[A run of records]
++++++

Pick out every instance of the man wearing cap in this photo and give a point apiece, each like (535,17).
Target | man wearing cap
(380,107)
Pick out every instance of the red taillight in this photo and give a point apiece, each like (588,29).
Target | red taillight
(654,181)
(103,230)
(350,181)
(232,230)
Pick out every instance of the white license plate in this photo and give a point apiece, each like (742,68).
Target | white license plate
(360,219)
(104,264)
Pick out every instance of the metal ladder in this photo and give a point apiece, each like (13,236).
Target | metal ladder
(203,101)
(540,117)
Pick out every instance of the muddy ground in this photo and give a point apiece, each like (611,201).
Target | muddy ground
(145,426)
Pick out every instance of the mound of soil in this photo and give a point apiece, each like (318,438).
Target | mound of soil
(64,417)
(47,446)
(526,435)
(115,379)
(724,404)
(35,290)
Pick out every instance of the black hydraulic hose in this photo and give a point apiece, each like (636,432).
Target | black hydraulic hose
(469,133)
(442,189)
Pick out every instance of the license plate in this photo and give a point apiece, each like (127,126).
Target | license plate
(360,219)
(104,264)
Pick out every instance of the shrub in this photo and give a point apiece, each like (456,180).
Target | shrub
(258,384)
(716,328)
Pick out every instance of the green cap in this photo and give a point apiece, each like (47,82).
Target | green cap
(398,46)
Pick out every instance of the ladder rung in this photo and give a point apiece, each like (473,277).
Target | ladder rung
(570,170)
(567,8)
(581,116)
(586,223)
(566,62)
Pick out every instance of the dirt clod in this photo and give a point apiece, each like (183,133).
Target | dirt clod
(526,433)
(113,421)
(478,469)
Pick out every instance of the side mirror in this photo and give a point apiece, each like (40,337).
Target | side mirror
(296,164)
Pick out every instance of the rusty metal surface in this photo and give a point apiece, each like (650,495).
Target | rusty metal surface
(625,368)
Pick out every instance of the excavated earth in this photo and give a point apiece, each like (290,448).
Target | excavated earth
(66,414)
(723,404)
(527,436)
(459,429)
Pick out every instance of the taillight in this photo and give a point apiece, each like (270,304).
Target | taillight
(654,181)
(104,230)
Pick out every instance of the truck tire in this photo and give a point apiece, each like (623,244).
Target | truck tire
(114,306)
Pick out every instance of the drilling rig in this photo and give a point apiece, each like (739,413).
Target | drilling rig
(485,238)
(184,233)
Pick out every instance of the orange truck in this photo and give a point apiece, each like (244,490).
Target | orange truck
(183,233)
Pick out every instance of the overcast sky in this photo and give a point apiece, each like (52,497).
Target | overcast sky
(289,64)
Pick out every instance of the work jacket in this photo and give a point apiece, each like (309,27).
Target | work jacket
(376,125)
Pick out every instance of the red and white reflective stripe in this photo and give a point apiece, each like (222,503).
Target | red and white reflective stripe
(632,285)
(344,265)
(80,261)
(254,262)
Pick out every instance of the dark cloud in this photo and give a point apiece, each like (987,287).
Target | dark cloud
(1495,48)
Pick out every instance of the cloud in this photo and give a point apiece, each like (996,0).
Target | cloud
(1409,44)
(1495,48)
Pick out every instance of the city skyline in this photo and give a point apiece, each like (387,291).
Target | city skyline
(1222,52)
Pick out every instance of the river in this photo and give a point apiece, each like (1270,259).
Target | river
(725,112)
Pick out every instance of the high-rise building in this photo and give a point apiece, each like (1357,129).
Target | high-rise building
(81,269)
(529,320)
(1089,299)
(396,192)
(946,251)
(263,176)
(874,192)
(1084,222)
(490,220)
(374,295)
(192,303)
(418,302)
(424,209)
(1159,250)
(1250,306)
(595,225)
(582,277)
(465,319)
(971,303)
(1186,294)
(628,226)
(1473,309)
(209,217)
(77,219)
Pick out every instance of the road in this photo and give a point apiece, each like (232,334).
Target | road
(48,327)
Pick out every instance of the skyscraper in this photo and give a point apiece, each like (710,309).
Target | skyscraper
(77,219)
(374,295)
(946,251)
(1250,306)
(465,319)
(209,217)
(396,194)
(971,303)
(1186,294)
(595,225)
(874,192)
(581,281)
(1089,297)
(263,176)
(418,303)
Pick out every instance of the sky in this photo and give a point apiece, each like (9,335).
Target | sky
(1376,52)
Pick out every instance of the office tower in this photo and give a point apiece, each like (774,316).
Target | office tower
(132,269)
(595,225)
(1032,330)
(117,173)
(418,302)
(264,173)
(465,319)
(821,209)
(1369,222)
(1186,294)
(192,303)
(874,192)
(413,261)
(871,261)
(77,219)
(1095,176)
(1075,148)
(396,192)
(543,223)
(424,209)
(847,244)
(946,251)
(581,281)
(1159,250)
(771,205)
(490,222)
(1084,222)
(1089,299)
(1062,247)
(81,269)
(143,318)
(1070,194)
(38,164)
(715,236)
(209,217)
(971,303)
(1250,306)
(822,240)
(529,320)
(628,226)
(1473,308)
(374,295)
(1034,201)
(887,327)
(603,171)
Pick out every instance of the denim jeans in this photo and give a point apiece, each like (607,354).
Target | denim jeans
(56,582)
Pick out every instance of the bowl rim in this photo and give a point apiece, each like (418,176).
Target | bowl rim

++++++

__WHAT THIS TASK INVOLVES__
Restate word for word the lines from the one holding "Pick out every instance of the denim" to the end of the listing, both ends included, and nothing more.

__TASK ANSWER__
Pick out every instance of the denim jeans in this photo and give a point apiece, each like (607,354).
Target | denim jeans
(56,582)
Pick out every instance of the bowl rim in this photo and give a point apiece, each like (418,176).
Target | bowl rim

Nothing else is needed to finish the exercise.